Entries shown section start
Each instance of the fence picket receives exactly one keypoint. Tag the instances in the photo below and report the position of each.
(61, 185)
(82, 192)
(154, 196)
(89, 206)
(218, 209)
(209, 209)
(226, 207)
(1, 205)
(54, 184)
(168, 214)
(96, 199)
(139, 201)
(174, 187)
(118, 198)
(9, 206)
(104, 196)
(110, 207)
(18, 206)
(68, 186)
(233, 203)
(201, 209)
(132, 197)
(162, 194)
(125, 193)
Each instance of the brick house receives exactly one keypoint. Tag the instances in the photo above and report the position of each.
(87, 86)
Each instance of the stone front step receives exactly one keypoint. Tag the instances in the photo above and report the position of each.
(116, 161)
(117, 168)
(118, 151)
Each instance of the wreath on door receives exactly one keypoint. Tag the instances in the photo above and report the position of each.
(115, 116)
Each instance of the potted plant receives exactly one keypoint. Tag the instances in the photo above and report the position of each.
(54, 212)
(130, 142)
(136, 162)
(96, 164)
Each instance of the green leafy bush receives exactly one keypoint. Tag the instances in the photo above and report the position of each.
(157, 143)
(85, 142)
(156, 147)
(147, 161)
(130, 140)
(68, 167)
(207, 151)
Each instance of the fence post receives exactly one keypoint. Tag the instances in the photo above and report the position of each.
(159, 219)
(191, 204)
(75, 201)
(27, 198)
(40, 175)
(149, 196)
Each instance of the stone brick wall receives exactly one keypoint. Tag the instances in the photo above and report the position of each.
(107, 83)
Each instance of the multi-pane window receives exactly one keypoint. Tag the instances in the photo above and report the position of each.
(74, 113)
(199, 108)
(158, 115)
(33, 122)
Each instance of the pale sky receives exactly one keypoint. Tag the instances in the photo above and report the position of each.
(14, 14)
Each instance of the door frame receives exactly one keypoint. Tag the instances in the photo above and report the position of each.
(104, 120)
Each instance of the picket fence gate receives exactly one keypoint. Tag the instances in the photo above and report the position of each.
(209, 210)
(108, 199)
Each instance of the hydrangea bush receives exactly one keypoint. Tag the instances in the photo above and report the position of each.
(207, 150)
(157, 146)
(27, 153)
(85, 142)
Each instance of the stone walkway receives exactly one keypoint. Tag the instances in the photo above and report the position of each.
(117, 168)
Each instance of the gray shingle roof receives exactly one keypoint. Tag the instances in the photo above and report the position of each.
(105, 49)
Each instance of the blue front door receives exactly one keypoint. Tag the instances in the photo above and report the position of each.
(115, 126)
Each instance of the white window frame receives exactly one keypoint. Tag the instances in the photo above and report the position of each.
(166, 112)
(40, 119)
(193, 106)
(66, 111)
Entries shown section end
Task statement – Your response should consist of the whole listing, repeated exactly.

Response to this exercise –
Each instance of the fence picket receives exactly one keypoint. Tag the instances in the photo below and report the position of each.
(61, 185)
(82, 192)
(154, 196)
(89, 206)
(218, 209)
(209, 209)
(226, 207)
(1, 205)
(54, 184)
(168, 214)
(96, 199)
(139, 201)
(174, 187)
(118, 198)
(9, 206)
(104, 196)
(110, 207)
(18, 206)
(68, 186)
(233, 203)
(201, 209)
(132, 197)
(162, 194)
(125, 193)
Each instance of the brick house receives exactly one keypoint. Tag the instances in the photo above and report the position of each.
(87, 86)
Each instance of the stone front step receives exactly one keypoint. Tag the instances in the photo above and report the position of each.
(116, 161)
(117, 168)
(118, 151)
Each instance of the wreath on door receives exactly one keypoint. Tag the instances in the photo above and report the position of each.
(115, 116)
Each instance of the potted plant receives exactly one keypoint. Tag the instances in the photo above and report the position of each.
(54, 212)
(130, 142)
(136, 162)
(96, 164)
Each instance of the green leafy bush receives exactly one keypoint. Tag the instances in the photo above and report the position of each.
(157, 143)
(85, 142)
(156, 147)
(147, 161)
(130, 140)
(68, 167)
(207, 151)
Each instance of the fence post receives exactly one keypoint. Tag the instances in the photo above and report the position of each.
(159, 219)
(191, 204)
(75, 201)
(27, 198)
(40, 175)
(149, 196)
Each instance of the stone brick wall receives exactly one keypoint. Tag the instances in the photo above and report the position of each.
(107, 83)
Each instance of the multi-pane window receives exactly one keypoint. Tag the instances in the photo above and report the position of each.
(74, 113)
(199, 108)
(158, 115)
(33, 122)
Each instance of the pale sky receives exactly one keypoint. Tag the instances in the photo above and report the position of each.
(14, 14)
Each instance of the door frame receives exactly one keypoint. Tag the instances in the photo above and report the position of each.
(104, 120)
Each instance of the picket fence gate receives exactly one keypoint. Tag the instances in the photo above and report the position of each.
(209, 210)
(108, 199)
Each instance of the hydrangea bush receives exactly one keypoint. Tag the instances in the photo above and report the position of each.
(207, 150)
(157, 146)
(27, 153)
(85, 142)
Each instance of the stone walkway receives exactly one keypoint. Tag the instances in the photo above and report the position of each.
(117, 168)
Each instance of the gray shingle roof receives exactly one keypoint. Tag the instances in the photo above and report the position of each.
(105, 49)
Each instance of the blue front door receives exactly one keypoint. Tag the instances in the photo above and report the position of each.
(115, 126)
Each instance of the white window frame receives exactly one keypoint. Tag the instances in the photo above and report the position of each.
(166, 112)
(40, 119)
(193, 106)
(66, 111)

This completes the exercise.